| OBJECTIVE |
Carry the passage on writing for Web3 forward from its final sentence.

| TEXT SHOWN |
So to say, collaboration is the mechanism of Web3 growth. For that reason, products, instead of being “unique” and siloed, are designed more like complements of other products. Like Lego pieces which are supposed to create synergy.

Such a mindset directly affects the way you write in Web3. Whether it’s meticulously written brand positioning content or social media brain dump, it all comes down to one simple rule — you’ll hardly succeed alone. Always write with that in mind.

After absorbing these high-level principles, it’s time to move on to the next step. The hardest one, actually.

Step 3: Push yourself out of comfort zone

In Web2, engineers build products, and marketers humanize them. The overlap of the two on Venn’s diagram is minimal, yet the process seems frictionless. As a Web2 writer, you can talk or write for hours about your product without needing to go knee-deep into tech details.

Moreover, the more you talk about benefits (or even better, about emotions as the consequences of those benefits) and less about the product, the better.

In Web3, it’s different. Blockchain is still a novel and immature technology, and people crave to know what’s under the hood.

Of course, you don’t need to learn to code a smart contract in Solidity or to build a dApp, but you’ll have to fiercely get to grips with tech. That requires reading, watching, and understanding a lot of tech-packed materials.

[Dataset entries]
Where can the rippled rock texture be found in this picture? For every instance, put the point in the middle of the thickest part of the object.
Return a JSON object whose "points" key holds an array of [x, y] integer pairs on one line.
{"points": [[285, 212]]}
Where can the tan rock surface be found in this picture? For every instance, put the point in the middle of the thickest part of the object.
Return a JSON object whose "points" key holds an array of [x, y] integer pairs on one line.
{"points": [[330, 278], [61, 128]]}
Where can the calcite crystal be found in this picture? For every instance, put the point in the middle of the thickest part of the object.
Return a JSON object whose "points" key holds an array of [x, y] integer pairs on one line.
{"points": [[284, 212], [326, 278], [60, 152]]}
* * *
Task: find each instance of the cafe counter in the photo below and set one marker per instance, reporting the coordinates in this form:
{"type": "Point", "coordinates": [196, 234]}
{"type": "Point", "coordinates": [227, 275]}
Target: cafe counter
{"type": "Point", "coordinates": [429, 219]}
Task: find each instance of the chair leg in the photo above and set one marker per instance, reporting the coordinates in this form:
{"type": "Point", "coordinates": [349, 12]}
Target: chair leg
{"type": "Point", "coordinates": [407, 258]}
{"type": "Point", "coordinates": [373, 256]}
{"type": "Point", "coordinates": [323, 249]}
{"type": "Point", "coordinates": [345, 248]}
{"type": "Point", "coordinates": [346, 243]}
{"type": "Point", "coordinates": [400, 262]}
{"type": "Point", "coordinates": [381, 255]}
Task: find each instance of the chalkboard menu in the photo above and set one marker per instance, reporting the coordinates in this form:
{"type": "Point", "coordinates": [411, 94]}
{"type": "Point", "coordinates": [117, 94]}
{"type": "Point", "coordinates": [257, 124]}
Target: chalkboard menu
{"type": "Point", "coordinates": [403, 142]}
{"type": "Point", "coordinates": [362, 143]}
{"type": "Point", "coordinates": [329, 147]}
==
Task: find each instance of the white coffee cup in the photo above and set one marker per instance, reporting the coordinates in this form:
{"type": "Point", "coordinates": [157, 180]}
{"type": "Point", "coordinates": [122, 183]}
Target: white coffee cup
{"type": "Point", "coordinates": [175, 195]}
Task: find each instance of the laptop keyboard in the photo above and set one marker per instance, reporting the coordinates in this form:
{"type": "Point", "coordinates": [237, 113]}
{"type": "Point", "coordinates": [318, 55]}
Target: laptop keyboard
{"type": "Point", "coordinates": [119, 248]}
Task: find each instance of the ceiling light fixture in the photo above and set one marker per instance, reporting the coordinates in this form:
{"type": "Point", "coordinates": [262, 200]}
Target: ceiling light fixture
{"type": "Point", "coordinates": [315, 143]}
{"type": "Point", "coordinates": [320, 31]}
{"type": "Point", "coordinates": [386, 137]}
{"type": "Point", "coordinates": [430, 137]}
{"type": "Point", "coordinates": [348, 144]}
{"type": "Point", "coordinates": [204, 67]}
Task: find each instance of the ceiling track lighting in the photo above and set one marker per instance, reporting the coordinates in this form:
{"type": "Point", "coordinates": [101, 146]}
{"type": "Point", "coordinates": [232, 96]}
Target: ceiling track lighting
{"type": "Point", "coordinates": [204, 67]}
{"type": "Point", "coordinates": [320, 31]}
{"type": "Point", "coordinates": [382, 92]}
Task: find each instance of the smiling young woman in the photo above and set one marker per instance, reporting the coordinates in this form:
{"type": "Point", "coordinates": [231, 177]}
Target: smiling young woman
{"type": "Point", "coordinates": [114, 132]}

| REPLY |
It’s obligatory because if you write superficially about blockchain and similar topics, you will either be wrong and miss the point or be banal and lose the readers. Or, most probable, you’ll be both.

One hack to accelerate your learning curve is to stick to Web3 engineers. Be inquisitive. Ask them everything. Let them back your content with ideas, facts, and insights. Then, even when you mature as a writer, don’t lose them from sight.


A wise king knows what he knows and what he doesn’t. You’re young. A wise young king listens to his counselors and heeds their advice until he comes of age. And the wisest kings continue to listen to them long afterward.

Tywin Lannister

Everything seems less scary when you imagine yourself as king for a second. Let’s move on.

Yes, reading is worthwhile, and asking for help is even more. But there is one thing that can help you make the quantum leap.

Start using protocols and dApps. Get into the crypto game and start learning from the inside. Given that Web3 velocity is supersonic, catching up with news and trends will be even more challenging if you don’t include an emotional component. Invest your time, and it will pay off.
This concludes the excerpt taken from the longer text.